In the entries that follow, find the line containing "For the photo shown below, locate" and the line containing "BATCH JOB #2094 — Class: tiled floor", then retype exactly the lines from the first through the second, pictures excluded.
▼
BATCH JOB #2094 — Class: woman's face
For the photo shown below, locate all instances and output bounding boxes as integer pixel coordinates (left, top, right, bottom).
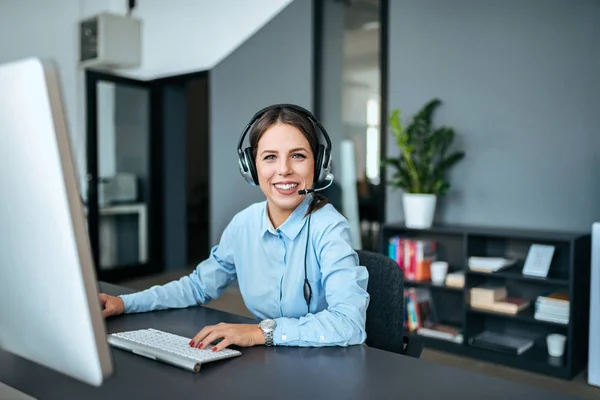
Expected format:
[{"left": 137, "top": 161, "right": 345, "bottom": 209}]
[{"left": 255, "top": 122, "right": 315, "bottom": 219}]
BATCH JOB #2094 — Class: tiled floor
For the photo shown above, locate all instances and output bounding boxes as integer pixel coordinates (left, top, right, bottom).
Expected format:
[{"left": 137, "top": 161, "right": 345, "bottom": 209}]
[{"left": 119, "top": 269, "right": 600, "bottom": 400}]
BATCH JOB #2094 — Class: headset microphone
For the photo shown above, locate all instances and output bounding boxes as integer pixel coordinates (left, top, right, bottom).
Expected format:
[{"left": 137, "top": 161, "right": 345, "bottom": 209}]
[{"left": 298, "top": 173, "right": 334, "bottom": 195}]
▲
_Output of the exercise_.
For the photo shown below, locate all instances and output bounding boxes as integer pixel coordinates (left, top, right, bottom).
Expected format:
[{"left": 137, "top": 161, "right": 345, "bottom": 209}]
[{"left": 255, "top": 122, "right": 315, "bottom": 219}]
BATCH JOB #2094 — Class: tiled floor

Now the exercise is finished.